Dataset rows
★ ★ ★ ★ ★ ★ ★

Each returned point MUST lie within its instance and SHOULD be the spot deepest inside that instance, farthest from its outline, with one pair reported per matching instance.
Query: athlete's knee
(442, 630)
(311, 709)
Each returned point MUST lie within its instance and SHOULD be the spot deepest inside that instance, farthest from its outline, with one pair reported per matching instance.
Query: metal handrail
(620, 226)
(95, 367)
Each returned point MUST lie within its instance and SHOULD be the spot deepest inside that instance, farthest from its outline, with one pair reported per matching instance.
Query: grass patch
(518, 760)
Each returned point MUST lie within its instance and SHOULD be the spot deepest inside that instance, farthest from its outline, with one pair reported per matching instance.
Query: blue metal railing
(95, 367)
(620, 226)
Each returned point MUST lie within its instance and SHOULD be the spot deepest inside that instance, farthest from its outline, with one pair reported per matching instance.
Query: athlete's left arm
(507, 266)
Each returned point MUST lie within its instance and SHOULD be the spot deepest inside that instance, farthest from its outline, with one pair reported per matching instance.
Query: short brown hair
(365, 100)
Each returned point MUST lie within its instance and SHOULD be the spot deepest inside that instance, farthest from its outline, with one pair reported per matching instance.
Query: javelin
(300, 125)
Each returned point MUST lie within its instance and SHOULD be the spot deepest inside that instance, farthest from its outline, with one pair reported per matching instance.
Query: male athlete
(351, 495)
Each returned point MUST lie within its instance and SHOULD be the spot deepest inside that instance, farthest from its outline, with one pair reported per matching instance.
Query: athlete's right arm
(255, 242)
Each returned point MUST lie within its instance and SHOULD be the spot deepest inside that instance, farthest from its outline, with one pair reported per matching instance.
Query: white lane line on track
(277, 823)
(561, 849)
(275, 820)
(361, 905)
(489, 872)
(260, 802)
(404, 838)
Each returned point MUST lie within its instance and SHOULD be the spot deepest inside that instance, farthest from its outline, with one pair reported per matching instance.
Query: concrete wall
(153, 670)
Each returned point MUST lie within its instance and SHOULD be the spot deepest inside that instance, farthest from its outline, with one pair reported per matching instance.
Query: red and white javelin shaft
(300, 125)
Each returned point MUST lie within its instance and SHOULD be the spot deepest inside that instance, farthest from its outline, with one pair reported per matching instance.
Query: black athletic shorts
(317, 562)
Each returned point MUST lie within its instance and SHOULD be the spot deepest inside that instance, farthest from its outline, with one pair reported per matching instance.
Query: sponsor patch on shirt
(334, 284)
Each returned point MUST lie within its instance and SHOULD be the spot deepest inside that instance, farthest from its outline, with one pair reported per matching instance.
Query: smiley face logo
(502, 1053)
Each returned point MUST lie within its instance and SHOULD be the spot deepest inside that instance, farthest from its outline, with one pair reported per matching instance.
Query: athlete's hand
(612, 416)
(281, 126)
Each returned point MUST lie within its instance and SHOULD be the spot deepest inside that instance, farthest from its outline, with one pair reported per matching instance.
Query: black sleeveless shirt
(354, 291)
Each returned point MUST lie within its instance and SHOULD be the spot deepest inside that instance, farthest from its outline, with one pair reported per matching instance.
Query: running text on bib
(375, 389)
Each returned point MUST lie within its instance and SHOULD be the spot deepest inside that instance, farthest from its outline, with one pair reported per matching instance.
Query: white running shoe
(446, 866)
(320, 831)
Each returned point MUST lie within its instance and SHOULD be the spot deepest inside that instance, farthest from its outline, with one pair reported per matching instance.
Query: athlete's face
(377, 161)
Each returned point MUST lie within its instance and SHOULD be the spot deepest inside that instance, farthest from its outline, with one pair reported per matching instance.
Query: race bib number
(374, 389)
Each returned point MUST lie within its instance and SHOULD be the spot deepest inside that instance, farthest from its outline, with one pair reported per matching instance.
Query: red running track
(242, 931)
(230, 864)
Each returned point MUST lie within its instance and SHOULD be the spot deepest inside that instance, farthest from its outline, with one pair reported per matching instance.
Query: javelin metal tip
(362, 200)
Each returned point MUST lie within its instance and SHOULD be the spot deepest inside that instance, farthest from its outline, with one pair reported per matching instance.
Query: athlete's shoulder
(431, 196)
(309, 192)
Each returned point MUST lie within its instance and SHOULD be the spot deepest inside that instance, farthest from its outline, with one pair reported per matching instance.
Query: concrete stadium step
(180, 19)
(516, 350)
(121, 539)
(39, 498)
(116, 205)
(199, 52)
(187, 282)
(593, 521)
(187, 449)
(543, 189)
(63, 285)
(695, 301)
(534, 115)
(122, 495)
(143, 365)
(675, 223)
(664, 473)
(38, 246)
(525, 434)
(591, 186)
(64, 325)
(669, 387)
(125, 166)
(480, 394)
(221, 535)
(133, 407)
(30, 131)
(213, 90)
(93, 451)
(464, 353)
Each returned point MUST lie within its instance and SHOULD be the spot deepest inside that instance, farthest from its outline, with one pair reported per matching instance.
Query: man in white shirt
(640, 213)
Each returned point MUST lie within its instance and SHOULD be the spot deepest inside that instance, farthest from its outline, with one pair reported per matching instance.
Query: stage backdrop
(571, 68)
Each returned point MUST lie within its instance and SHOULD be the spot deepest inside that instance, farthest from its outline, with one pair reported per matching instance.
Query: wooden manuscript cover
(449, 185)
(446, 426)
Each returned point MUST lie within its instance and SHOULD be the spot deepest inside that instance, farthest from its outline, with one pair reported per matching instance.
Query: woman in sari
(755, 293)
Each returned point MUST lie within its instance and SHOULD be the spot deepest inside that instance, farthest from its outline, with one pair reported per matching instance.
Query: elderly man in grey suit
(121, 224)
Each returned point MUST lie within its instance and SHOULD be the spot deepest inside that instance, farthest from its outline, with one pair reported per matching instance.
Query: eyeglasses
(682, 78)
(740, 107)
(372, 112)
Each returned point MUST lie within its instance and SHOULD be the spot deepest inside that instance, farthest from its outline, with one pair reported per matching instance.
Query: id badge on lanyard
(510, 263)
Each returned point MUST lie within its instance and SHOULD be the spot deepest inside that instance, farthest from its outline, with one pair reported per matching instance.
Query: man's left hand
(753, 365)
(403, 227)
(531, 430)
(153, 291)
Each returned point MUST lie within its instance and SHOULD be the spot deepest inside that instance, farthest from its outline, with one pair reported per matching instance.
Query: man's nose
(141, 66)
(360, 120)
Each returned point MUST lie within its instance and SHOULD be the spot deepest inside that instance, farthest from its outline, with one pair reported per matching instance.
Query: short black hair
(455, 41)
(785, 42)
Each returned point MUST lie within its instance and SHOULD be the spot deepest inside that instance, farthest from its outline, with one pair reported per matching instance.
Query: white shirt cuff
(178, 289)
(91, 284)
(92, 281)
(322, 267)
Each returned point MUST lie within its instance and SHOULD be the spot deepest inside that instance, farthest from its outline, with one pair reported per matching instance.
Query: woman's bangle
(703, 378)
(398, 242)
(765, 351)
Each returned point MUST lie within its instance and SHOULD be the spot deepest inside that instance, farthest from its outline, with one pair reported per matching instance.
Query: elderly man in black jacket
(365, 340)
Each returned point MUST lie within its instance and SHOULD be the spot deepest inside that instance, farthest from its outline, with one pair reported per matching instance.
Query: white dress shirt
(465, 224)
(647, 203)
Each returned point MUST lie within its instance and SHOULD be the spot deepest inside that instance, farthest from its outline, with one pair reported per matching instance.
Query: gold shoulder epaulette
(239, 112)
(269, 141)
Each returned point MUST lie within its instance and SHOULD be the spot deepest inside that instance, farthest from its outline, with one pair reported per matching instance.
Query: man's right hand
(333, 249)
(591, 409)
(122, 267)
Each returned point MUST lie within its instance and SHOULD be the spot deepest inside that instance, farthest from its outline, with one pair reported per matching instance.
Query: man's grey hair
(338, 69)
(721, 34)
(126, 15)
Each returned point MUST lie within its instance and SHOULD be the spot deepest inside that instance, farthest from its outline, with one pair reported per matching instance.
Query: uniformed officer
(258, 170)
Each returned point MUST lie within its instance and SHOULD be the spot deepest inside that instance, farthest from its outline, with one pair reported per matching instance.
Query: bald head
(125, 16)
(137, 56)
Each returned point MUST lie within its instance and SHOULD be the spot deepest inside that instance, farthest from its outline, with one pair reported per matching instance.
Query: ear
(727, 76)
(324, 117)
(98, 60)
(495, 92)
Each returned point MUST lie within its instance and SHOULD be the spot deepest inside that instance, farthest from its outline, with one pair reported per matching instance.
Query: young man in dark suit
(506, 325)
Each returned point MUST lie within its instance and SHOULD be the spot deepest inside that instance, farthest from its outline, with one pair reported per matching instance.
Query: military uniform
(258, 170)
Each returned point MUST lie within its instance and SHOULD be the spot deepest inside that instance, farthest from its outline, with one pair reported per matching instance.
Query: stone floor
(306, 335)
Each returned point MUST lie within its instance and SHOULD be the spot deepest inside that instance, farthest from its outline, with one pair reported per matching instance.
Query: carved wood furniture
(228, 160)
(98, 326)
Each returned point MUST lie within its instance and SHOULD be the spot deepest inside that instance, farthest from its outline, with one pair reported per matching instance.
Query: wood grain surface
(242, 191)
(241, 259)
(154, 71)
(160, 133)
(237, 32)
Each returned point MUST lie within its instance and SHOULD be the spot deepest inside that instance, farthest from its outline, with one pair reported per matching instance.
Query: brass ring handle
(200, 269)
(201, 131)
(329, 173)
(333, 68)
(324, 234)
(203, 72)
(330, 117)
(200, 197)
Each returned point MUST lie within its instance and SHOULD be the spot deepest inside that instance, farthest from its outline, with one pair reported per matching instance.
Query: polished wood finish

★ ★ ★ ★ ★ ★ ★

● EXERCISE BRIEF:
From the items above, list every line that contains the word "shoulder", matching case exactly.

● FINISHED TASK:
Query: athlete's shoulder
Query: gold shoulder epaulette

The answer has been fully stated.